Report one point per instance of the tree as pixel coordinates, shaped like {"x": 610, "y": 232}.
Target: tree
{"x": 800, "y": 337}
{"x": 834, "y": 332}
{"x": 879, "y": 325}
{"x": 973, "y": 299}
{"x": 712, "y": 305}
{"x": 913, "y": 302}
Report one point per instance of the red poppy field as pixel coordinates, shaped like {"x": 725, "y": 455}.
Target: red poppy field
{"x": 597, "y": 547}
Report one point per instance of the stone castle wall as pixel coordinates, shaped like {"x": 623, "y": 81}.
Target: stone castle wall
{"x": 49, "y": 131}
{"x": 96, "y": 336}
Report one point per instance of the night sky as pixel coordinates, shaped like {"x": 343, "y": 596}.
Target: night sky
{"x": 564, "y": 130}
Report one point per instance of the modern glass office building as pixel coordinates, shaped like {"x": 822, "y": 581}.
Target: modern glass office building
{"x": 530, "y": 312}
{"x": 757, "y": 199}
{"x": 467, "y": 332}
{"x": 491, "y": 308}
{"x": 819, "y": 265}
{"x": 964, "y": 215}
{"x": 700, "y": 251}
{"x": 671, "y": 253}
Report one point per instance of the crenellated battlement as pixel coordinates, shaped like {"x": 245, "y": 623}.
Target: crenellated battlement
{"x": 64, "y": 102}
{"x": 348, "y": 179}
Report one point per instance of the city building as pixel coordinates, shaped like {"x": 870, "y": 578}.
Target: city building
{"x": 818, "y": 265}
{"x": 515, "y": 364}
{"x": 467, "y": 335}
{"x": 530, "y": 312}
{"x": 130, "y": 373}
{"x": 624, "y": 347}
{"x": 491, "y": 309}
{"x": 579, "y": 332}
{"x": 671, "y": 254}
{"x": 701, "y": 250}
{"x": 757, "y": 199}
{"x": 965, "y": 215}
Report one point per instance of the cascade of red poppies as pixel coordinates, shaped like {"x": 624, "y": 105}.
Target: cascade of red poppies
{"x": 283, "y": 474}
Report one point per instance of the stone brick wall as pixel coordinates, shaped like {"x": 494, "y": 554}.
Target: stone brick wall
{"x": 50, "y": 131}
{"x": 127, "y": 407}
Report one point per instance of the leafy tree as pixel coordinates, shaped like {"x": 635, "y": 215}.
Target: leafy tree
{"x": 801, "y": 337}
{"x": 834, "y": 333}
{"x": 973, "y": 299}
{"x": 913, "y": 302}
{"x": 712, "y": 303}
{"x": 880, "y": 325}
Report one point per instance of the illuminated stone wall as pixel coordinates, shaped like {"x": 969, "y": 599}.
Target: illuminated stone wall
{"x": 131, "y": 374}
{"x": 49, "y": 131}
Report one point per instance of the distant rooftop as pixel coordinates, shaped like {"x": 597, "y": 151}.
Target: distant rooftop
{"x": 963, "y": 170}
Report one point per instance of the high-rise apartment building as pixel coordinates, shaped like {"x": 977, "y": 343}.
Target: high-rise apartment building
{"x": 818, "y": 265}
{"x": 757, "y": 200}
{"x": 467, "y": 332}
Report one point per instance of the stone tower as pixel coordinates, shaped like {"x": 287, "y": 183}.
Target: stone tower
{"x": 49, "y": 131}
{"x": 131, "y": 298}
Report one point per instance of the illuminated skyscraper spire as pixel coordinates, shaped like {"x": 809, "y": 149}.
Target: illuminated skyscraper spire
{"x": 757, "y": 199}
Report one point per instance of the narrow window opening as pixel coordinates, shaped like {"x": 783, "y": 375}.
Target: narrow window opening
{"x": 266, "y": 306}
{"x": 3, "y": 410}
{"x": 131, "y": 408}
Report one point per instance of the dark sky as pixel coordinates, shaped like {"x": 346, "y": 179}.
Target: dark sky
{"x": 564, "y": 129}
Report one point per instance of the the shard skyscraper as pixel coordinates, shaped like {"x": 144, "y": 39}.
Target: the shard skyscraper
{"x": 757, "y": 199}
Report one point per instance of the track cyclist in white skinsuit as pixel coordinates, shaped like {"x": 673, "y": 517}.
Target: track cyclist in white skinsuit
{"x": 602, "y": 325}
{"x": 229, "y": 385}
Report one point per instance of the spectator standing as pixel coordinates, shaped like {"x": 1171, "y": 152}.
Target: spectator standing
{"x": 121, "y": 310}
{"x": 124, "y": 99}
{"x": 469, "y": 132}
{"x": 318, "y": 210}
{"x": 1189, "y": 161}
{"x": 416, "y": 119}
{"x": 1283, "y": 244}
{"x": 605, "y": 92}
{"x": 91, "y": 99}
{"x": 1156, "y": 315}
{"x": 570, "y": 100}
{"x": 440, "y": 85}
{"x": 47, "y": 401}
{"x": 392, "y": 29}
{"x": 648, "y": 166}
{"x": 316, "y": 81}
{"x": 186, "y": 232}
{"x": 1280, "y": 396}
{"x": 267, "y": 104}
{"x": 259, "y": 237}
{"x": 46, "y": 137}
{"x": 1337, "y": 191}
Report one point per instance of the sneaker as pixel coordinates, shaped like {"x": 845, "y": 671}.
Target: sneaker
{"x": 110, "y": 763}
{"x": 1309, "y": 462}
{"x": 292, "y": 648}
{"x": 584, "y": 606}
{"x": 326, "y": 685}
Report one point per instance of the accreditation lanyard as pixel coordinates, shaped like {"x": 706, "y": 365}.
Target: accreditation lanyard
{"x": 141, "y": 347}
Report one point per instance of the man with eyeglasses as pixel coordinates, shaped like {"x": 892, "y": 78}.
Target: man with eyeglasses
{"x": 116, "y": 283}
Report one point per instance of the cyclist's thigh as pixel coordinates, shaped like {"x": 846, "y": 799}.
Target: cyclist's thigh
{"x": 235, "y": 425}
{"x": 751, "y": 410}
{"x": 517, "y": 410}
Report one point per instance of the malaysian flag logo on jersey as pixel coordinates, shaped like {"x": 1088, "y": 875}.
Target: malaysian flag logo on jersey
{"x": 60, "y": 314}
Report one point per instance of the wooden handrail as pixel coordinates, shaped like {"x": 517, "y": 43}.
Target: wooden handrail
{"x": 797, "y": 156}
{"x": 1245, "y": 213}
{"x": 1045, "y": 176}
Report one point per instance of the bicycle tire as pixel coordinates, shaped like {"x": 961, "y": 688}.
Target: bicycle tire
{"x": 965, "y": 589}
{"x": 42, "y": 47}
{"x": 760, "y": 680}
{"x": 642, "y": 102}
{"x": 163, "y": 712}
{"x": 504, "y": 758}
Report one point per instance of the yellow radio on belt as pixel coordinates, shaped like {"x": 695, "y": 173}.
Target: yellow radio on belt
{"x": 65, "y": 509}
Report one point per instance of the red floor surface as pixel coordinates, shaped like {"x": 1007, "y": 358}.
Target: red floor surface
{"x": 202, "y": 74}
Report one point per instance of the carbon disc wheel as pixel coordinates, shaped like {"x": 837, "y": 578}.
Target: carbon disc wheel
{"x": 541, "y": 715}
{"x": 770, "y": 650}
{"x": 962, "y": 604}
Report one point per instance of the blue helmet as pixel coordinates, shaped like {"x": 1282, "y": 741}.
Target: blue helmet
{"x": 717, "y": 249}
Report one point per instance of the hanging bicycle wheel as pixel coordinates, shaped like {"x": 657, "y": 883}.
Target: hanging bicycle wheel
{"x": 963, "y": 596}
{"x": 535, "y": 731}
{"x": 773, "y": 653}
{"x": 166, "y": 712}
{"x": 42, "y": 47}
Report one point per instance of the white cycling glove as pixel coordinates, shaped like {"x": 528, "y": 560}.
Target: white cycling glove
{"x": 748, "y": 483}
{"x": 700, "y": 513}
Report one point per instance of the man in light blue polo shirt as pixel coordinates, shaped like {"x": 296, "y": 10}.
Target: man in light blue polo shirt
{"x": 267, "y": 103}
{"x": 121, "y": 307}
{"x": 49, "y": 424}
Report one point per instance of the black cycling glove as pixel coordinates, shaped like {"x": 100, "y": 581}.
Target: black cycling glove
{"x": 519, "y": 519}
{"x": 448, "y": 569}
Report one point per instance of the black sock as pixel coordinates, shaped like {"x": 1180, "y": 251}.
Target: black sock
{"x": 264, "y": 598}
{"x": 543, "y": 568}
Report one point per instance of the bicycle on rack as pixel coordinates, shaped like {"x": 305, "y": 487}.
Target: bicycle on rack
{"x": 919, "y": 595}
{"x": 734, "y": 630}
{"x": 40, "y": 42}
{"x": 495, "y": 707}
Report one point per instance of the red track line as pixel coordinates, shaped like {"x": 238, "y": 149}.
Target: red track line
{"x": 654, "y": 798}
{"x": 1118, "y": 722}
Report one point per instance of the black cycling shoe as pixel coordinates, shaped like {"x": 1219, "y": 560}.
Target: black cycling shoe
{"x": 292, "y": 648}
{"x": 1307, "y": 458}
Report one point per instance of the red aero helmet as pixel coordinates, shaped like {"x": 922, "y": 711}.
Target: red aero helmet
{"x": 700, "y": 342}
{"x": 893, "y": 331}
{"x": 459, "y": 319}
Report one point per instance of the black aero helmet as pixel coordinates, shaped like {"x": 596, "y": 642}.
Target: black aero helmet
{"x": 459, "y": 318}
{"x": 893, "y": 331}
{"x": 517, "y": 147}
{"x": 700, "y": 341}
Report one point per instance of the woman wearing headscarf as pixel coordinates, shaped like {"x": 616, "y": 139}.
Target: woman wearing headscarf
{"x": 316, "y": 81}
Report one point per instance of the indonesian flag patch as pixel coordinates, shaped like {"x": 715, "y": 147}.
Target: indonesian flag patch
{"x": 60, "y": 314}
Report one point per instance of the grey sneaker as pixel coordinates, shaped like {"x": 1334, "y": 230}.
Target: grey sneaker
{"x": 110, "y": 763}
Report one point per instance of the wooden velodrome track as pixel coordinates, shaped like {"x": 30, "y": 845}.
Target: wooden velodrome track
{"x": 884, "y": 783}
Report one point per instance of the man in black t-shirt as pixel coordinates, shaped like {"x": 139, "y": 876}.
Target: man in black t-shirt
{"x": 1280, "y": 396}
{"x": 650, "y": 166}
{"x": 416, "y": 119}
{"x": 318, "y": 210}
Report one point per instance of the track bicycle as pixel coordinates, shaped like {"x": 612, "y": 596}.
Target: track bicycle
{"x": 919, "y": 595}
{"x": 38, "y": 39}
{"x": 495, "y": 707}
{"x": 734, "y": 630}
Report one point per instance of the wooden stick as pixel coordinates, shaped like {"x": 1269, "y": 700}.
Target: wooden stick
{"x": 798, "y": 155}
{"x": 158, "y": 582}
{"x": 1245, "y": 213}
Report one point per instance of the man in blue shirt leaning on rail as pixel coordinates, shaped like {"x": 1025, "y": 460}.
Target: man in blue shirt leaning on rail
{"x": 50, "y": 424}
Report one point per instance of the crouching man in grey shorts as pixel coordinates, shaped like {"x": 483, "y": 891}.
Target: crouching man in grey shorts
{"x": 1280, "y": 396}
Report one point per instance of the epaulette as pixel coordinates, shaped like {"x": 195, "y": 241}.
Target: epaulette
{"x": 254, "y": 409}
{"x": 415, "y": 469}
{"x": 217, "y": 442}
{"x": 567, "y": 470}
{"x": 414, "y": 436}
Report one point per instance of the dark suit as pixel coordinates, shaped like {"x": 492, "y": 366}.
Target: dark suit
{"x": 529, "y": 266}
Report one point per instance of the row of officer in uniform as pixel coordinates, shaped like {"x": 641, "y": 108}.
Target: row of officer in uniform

(What this task involves) Replace "dark suit" with "black suit" in the lines running from the line with "Report one point per instance of the dark suit" through the end of the material, and give those lines again with everything else unchanged.

(Finished answer)
Report one point per instance of the black suit as pixel coordinates, shaped like {"x": 492, "y": 366}.
Target: black suit
{"x": 529, "y": 266}
Report one point per instance of the row of officer in uniform as pixel coordinates, shaped like {"x": 641, "y": 108}.
Target: row of officer in uniform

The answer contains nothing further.